Exercise aim. Every line holding the word "block" should be copied from the material.

Material provided.
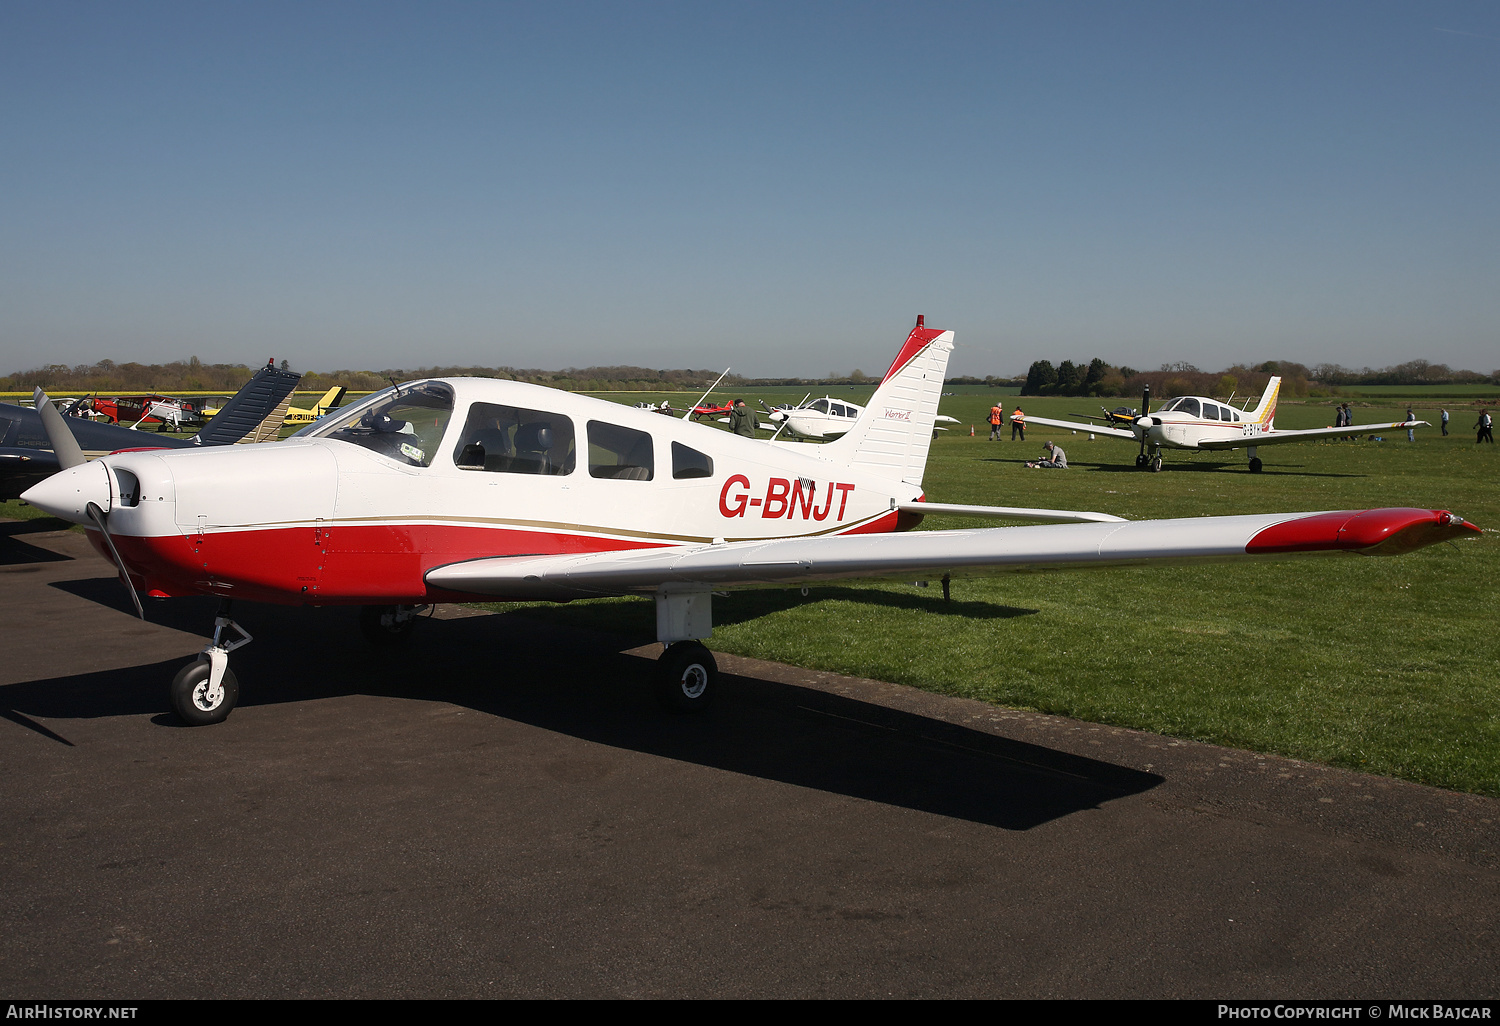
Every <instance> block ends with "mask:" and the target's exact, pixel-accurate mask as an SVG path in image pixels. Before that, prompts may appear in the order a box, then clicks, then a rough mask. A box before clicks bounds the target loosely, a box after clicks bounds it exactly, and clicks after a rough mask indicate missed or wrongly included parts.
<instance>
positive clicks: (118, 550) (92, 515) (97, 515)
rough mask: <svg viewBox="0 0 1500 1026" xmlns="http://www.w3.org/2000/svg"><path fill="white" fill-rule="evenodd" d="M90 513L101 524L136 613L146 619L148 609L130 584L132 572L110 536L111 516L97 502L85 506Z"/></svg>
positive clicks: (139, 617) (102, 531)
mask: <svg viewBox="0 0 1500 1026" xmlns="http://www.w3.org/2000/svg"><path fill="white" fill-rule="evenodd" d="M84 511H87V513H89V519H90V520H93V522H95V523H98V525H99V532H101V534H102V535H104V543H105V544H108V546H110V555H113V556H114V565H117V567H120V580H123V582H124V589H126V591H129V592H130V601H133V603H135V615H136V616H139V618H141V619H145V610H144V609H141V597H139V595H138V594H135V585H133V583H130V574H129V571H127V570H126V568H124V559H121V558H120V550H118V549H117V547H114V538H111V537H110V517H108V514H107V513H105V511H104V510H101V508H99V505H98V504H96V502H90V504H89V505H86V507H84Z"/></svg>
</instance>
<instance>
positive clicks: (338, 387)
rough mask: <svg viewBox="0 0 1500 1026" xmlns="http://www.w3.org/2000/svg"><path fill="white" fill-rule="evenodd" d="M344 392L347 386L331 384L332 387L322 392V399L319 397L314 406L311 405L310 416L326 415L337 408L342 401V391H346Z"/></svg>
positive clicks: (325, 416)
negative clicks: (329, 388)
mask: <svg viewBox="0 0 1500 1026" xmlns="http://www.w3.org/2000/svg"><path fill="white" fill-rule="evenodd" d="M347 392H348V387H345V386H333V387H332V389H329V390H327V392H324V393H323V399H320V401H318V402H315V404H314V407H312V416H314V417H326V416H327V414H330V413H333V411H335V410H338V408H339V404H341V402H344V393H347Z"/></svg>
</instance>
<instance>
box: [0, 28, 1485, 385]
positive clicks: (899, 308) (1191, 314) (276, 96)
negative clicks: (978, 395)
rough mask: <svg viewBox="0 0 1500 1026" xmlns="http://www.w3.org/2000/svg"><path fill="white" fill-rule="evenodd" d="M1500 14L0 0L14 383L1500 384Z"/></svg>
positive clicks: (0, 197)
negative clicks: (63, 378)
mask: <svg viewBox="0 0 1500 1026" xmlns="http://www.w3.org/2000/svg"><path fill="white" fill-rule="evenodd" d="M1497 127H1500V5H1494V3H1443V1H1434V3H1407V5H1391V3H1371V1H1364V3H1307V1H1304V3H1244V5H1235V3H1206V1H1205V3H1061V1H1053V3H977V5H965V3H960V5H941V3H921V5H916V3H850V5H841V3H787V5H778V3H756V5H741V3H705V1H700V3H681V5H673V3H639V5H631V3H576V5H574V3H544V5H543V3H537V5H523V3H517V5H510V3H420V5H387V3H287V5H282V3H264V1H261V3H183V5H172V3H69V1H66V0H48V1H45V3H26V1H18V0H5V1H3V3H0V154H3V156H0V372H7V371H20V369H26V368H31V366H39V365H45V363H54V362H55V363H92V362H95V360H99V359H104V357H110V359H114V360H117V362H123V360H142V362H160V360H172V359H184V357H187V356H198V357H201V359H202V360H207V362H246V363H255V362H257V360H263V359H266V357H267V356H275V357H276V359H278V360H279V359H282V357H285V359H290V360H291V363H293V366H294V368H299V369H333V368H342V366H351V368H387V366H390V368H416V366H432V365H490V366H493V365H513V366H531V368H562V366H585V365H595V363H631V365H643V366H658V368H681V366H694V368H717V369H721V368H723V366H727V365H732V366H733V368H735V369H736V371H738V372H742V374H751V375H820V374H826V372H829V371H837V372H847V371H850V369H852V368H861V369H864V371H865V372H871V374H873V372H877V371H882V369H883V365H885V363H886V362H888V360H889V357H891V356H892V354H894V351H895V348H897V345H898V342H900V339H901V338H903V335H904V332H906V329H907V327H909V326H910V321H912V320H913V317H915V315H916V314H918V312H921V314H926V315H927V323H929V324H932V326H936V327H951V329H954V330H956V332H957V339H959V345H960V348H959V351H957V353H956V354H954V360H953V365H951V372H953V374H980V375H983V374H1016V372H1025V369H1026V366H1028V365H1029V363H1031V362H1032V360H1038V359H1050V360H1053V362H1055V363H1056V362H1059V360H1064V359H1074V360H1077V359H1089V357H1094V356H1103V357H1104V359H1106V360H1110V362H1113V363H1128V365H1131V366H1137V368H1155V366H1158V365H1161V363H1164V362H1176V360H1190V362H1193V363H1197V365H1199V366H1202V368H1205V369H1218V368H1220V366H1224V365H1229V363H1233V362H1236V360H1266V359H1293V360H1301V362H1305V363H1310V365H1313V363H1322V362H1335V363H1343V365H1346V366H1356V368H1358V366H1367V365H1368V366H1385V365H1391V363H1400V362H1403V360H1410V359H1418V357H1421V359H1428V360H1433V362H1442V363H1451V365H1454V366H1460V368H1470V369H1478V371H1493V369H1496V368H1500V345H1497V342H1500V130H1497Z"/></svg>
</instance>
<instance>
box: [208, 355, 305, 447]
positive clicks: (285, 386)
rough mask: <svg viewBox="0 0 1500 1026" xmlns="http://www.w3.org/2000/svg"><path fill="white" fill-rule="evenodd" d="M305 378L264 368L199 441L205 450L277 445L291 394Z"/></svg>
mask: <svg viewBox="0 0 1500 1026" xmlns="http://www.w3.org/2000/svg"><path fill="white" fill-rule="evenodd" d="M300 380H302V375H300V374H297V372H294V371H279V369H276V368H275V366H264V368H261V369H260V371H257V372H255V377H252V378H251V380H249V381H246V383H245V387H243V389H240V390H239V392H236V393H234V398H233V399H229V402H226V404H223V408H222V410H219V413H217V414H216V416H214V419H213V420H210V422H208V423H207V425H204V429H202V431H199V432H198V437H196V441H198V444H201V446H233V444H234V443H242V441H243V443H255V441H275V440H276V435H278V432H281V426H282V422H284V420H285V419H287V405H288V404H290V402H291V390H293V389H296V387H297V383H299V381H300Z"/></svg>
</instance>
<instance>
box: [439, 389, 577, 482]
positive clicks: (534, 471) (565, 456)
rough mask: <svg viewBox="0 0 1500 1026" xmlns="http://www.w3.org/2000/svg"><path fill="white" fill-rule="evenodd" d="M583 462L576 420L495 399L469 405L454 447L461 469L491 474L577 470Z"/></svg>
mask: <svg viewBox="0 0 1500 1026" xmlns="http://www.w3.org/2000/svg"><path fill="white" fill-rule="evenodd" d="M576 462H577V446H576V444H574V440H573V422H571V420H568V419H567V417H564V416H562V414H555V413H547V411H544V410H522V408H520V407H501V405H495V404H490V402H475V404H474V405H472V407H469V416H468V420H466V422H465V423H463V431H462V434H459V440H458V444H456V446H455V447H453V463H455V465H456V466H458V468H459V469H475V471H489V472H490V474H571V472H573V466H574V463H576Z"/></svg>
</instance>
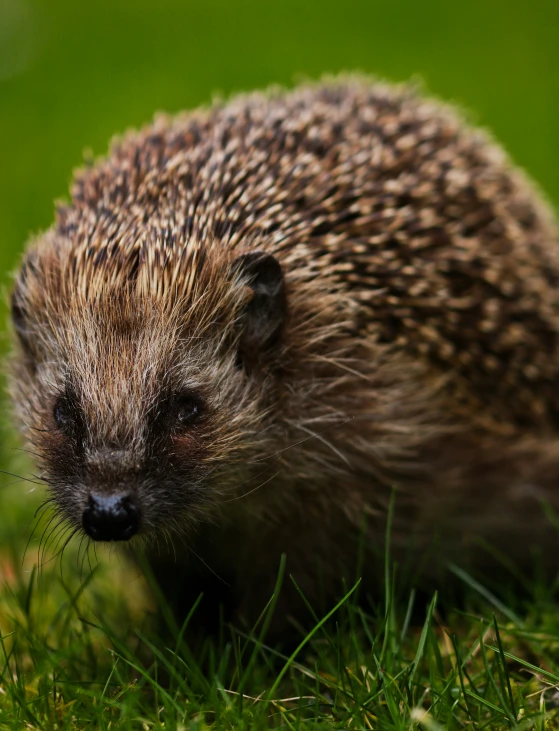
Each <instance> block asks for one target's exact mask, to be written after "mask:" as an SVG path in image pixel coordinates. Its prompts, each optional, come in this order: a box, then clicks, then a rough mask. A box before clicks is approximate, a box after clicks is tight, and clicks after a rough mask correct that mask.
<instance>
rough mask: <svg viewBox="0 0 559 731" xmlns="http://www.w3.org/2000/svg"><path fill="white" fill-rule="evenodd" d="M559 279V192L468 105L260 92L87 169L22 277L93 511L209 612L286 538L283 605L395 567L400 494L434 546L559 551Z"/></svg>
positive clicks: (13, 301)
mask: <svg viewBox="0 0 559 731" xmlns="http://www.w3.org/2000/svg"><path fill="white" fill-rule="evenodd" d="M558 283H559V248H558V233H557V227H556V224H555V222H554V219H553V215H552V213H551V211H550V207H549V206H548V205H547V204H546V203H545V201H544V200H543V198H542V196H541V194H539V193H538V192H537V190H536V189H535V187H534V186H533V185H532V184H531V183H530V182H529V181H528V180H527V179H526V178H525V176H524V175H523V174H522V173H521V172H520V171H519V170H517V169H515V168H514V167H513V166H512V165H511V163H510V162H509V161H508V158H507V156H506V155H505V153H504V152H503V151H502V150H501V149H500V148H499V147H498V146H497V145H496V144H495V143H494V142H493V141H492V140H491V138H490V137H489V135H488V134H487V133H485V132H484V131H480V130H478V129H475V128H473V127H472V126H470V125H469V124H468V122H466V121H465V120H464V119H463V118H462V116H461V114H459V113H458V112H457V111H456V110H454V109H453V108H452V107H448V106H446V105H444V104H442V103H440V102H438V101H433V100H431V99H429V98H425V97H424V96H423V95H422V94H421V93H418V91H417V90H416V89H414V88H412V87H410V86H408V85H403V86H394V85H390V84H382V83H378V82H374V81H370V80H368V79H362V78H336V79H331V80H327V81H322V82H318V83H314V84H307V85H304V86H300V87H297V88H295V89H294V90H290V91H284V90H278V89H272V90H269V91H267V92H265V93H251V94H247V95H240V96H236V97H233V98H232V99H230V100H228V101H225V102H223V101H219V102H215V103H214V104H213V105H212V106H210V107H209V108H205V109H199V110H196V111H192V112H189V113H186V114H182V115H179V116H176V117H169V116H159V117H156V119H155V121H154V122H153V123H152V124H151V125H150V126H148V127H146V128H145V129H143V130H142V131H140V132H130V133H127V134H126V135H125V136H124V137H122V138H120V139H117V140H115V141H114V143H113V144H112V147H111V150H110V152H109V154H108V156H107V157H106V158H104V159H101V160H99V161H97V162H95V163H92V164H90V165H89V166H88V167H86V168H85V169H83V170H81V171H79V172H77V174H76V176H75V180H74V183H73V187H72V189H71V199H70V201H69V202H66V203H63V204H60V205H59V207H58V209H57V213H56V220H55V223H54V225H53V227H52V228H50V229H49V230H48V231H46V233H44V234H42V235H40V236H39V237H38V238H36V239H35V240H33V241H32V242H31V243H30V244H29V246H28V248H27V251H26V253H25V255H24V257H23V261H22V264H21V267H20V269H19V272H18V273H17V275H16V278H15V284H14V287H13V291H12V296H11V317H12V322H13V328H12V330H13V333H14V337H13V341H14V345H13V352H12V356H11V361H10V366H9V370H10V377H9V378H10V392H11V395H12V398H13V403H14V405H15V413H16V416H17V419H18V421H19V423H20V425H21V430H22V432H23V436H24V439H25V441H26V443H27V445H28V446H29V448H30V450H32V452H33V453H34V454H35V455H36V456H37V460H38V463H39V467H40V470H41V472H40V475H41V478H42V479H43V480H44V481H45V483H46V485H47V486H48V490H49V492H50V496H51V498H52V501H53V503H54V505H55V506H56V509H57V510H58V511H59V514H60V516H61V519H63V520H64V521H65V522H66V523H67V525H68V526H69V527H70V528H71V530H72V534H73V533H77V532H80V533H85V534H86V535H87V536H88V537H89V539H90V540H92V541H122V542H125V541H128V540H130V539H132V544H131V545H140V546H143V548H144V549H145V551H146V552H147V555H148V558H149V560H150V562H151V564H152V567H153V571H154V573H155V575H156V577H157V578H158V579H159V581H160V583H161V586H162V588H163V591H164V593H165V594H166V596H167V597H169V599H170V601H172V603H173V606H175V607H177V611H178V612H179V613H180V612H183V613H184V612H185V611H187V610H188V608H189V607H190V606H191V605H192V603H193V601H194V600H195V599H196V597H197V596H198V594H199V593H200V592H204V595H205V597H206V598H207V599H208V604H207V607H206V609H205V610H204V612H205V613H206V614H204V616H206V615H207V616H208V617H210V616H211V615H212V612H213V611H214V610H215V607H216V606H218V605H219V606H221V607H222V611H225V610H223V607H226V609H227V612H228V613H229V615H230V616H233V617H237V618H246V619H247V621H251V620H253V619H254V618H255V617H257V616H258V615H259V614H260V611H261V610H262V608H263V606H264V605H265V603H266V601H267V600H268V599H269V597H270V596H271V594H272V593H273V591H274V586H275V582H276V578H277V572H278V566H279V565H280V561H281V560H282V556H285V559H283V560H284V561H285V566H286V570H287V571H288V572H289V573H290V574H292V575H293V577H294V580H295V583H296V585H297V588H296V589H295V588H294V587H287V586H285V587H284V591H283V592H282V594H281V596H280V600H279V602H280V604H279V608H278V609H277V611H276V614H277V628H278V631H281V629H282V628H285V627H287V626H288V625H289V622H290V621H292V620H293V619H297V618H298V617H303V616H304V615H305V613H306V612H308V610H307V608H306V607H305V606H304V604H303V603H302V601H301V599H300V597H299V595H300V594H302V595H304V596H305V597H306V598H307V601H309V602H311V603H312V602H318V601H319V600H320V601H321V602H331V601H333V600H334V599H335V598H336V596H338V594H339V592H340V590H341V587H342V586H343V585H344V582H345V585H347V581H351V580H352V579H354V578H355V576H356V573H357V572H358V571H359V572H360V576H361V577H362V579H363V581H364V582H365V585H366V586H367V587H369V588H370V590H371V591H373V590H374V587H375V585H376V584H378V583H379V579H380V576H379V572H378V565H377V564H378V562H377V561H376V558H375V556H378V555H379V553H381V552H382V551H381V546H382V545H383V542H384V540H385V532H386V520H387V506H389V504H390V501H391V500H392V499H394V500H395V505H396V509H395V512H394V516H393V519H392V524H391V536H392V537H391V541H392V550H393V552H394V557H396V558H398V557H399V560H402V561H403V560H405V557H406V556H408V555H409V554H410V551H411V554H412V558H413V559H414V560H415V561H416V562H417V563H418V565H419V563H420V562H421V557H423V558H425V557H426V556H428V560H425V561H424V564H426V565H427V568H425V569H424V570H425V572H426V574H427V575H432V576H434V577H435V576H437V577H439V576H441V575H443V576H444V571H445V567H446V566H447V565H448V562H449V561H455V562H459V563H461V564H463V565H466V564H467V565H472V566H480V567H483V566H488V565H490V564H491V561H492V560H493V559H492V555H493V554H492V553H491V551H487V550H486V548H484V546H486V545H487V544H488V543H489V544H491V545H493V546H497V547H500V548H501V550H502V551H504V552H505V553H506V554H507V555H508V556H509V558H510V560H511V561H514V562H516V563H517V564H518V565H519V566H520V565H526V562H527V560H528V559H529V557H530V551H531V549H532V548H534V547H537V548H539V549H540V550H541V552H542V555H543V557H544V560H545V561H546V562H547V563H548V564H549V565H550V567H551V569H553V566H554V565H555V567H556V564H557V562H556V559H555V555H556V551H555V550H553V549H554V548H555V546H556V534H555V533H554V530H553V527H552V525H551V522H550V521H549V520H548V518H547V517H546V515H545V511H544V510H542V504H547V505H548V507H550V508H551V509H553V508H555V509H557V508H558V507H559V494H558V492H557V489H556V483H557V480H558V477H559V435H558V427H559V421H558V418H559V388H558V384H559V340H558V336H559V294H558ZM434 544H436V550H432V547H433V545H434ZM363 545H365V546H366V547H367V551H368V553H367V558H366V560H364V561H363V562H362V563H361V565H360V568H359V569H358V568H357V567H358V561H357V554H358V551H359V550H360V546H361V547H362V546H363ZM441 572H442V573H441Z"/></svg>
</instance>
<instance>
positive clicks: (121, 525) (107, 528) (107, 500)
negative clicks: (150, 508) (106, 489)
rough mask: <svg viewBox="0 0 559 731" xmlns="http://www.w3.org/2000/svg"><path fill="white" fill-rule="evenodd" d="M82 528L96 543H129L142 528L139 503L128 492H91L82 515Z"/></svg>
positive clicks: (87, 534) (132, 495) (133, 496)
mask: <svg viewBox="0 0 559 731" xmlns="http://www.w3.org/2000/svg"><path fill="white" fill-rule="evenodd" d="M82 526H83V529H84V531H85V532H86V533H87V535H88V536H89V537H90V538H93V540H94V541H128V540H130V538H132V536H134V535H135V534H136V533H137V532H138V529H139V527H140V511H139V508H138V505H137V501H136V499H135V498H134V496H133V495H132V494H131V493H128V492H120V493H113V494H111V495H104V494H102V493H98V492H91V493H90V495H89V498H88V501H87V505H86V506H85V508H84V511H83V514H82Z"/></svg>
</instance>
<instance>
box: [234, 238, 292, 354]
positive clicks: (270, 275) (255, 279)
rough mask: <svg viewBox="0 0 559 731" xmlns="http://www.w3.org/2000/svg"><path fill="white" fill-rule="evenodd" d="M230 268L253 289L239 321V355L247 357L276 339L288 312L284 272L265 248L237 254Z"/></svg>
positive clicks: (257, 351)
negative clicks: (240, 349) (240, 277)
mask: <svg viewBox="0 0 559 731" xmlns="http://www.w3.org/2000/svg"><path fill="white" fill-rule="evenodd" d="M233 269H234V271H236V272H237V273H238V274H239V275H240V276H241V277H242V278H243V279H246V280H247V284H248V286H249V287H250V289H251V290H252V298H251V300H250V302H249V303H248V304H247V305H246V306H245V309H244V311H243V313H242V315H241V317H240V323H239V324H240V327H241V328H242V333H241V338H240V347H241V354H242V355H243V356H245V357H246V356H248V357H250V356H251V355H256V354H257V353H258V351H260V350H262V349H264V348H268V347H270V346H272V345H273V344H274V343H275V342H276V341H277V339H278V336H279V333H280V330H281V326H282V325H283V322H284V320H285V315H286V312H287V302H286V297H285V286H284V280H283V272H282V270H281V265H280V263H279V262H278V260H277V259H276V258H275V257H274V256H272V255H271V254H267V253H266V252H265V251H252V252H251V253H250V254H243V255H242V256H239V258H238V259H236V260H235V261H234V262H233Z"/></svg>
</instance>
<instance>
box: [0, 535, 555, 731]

Output of the exercise.
Every <instance> block ends with "mask:" and the target's exact, pixel-accurate mask as an SVG path in image pixels. Before that, prompts may appear in the order a box, then clicks, then a rough mask. A box before clicks bounds the target loosely, a box after clicks bounds it exactly, and clicks after a rough mask indicate missed or wrongly included parts.
Each <instance> block asks for one target's exact mask, to be written after "mask:" as an SVG path in image pixel coordinates. Its prompts, each optional, come in this order: a box, then clicks, then a rough mask. A box before clicks is approximate, a box after clicks is tight, and clicks after a rough mask correct that mask.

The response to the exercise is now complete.